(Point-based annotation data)

════════════════════

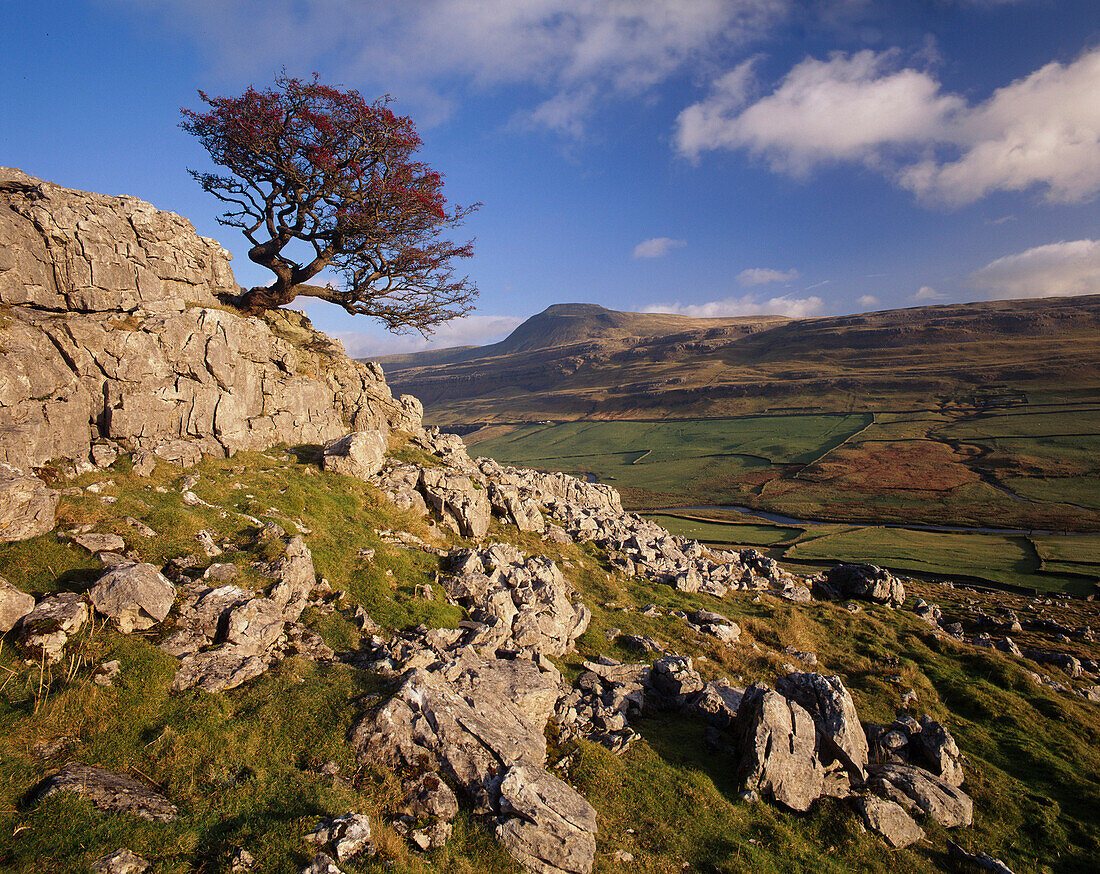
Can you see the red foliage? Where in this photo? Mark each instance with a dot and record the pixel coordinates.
(311, 163)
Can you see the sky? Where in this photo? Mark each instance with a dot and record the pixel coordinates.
(707, 157)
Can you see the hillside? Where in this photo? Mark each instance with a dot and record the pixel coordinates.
(254, 617)
(583, 362)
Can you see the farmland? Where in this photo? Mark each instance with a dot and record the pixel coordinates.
(859, 486)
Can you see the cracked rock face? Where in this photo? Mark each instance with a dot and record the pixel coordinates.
(134, 596)
(26, 506)
(834, 714)
(779, 749)
(114, 331)
(108, 792)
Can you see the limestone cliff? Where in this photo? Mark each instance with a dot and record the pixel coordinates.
(112, 330)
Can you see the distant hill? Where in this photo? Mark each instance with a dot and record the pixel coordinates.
(578, 361)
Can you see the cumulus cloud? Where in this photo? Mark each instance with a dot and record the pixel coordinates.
(766, 275)
(466, 331)
(657, 246)
(616, 46)
(1042, 131)
(747, 305)
(1056, 269)
(926, 294)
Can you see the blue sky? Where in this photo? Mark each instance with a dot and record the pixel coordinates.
(713, 157)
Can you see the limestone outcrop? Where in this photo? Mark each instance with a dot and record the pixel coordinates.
(113, 330)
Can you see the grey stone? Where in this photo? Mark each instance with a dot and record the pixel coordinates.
(46, 629)
(916, 789)
(26, 506)
(120, 862)
(865, 582)
(348, 836)
(359, 454)
(890, 820)
(96, 542)
(14, 605)
(777, 744)
(117, 336)
(834, 714)
(134, 596)
(546, 825)
(108, 792)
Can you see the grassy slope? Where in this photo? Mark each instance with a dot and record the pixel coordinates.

════════════════════

- [PROMPT]: Make an exact copy of the data, leaving its pictures out.

- [EXERCISE RESULT]:
Can you see the red foliage? Where in this photo? Mark each instance with a dot and record the pixel coordinates.
(311, 163)
Can you see the sky? Where in this photo? Mark each instance with a dot and record the pixel coordinates.
(707, 157)
Can you see the hillside? Where in this photo? Mark each instance with a dot and record the pixel coordinates.
(254, 617)
(583, 362)
Can you see the farmland? Where in this photo? Mark each instance with a dot and record the pixel coordinates.
(859, 486)
Can you see the cracked rock face? Where in this photo? Mark each instance with a dot and record the pixel coordinates.
(134, 596)
(26, 506)
(834, 714)
(779, 749)
(114, 331)
(108, 792)
Can you see the limestone cliff? Where in this photo? Mark each instance with a dot and record the pixel coordinates.
(112, 330)
Can you see the distant hill? Where in this photo? Mark each instance with a dot and record the pixel coordinates.
(578, 361)
Can you see the cumulus cloud? Where in this photo? Mark each instance with a dot and record the pixel coordinates.
(766, 275)
(466, 331)
(657, 246)
(616, 46)
(1042, 131)
(747, 305)
(1056, 269)
(926, 294)
Can you see the blue sky? Where in this photo? Mark each instance with a dot and record the pixel coordinates.
(713, 157)
Can you see the limestone outcrop? Where in this photo? Mark each instance with a dot and record the pixel coordinates.
(113, 330)
Can you see the grey stone? Where in this photo? Mark each instance with a dot and record the pixel coordinates.
(46, 629)
(916, 789)
(26, 506)
(120, 862)
(865, 582)
(348, 836)
(359, 454)
(890, 820)
(96, 542)
(14, 605)
(777, 744)
(117, 336)
(834, 714)
(134, 596)
(546, 825)
(108, 792)
Can you see the grassy slope? Where in this photo? Mark each instance with a dot and record the pixel coordinates.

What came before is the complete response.